§ **Given records**:
—————

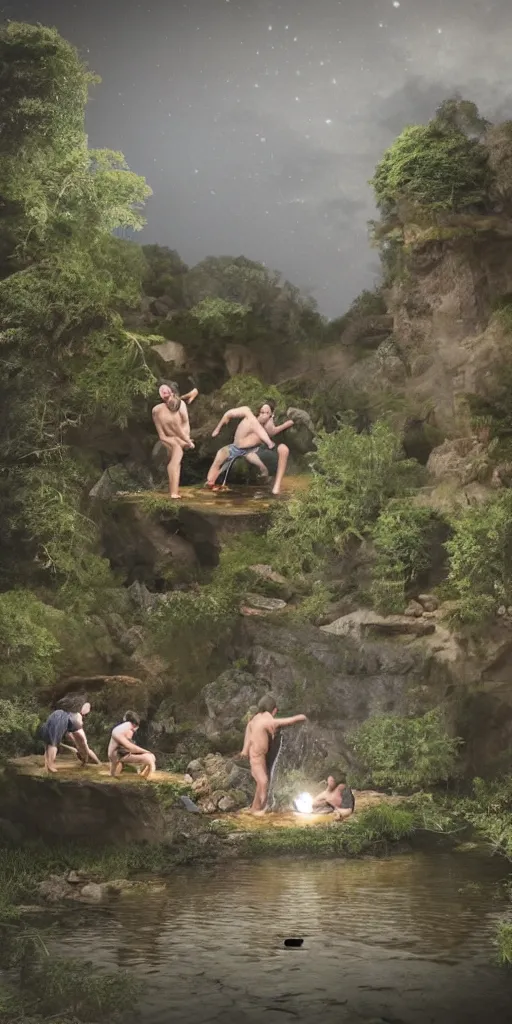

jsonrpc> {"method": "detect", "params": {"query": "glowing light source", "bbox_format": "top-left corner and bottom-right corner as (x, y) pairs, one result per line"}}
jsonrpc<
(295, 792), (313, 814)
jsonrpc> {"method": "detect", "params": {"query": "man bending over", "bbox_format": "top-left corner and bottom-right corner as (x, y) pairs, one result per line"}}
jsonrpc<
(152, 381), (199, 499)
(41, 700), (100, 773)
(206, 402), (281, 493)
(240, 694), (307, 815)
(248, 400), (294, 496)
(108, 711), (156, 780)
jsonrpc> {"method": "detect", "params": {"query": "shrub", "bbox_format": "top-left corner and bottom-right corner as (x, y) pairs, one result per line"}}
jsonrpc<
(460, 776), (512, 860)
(0, 590), (61, 699)
(0, 700), (39, 757)
(218, 374), (288, 412)
(269, 421), (421, 573)
(495, 922), (512, 967)
(147, 532), (276, 694)
(350, 709), (462, 791)
(445, 492), (512, 625)
(371, 121), (492, 216)
(370, 501), (443, 613)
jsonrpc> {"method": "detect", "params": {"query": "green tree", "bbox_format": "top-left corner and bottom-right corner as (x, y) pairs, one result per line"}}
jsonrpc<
(0, 23), (155, 595)
(371, 121), (492, 217)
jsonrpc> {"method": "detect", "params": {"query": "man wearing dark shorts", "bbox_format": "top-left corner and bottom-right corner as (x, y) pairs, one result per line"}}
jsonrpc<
(311, 775), (355, 819)
(40, 700), (99, 773)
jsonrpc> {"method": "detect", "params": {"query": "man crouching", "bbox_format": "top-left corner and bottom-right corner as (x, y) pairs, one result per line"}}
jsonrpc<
(108, 711), (156, 780)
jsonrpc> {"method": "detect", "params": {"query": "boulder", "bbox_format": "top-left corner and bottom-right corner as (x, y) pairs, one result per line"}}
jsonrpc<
(404, 600), (424, 618)
(80, 882), (104, 903)
(243, 593), (288, 614)
(418, 593), (439, 612)
(202, 670), (261, 734)
(89, 464), (144, 500)
(427, 438), (491, 486)
(285, 407), (316, 455)
(247, 564), (294, 600)
(186, 759), (205, 779)
(321, 609), (435, 639)
(150, 339), (186, 370)
(217, 795), (237, 812)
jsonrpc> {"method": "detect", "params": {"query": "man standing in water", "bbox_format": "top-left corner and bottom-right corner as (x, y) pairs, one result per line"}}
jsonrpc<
(206, 401), (294, 495)
(152, 381), (199, 499)
(240, 694), (307, 815)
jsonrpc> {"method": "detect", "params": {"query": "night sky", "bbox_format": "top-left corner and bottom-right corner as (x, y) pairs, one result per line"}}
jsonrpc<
(4, 0), (512, 316)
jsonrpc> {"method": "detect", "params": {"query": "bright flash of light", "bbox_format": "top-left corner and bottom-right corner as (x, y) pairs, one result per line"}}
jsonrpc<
(295, 792), (313, 814)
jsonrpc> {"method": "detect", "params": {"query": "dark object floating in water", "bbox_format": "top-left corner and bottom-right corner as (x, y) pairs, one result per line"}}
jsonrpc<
(284, 938), (304, 948)
(180, 795), (201, 813)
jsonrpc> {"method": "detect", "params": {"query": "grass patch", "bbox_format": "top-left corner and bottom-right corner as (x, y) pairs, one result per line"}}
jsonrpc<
(226, 803), (417, 857)
(495, 921), (512, 966)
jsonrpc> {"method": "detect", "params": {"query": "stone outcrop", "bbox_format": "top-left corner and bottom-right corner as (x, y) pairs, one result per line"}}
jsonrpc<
(321, 608), (436, 639)
(0, 758), (209, 845)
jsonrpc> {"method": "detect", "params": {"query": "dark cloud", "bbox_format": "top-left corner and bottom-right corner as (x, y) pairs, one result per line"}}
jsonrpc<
(7, 0), (512, 316)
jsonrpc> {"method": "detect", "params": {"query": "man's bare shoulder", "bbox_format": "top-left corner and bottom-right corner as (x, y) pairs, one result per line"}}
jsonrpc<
(152, 403), (166, 418)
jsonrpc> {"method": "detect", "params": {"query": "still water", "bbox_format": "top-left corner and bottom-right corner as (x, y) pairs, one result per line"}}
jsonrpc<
(54, 851), (512, 1024)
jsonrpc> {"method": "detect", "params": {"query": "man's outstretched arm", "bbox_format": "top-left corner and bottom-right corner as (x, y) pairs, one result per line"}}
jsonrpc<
(273, 714), (307, 728)
(181, 387), (198, 403)
(212, 406), (251, 437)
(268, 418), (294, 438)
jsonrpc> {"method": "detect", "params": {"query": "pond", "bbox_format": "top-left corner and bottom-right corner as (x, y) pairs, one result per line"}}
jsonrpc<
(53, 849), (512, 1024)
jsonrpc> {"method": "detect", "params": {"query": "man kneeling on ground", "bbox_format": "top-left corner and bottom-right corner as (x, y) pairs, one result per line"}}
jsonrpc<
(108, 711), (156, 780)
(311, 774), (355, 820)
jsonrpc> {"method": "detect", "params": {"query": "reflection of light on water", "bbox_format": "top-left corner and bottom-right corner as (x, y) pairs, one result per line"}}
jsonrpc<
(295, 792), (313, 814)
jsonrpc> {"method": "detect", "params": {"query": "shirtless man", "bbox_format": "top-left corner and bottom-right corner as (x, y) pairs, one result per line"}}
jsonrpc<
(311, 775), (355, 820)
(240, 694), (307, 815)
(152, 381), (199, 499)
(108, 711), (156, 780)
(40, 700), (100, 773)
(206, 400), (293, 495)
(249, 400), (294, 496)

—————

§ **Exercise directions**:
Every line in the data above that contains the word "water" should be copied.

§ **Solution for this problem**:
jsonrpc> {"method": "detect", "params": {"query": "man standing in water", "bbox_format": "top-left corner and bottom-right corner as (x, y) pairs, one result per line"}}
jsonrpc> {"method": "detect", "params": {"query": "dark object floating in water", "bbox_format": "top-left corner and bottom-right corner as (x, y) pairs, one result per line"}}
jsonrpc> {"method": "detect", "params": {"query": "still water", "bbox_format": "top-left corner and bottom-right corner as (x, y) pairs, one result per line"}}
jsonrpc> {"method": "detect", "params": {"query": "reflection of light on water", "bbox_format": "top-left corner and bottom-right corner as (x, y) pairs, one result per line"}}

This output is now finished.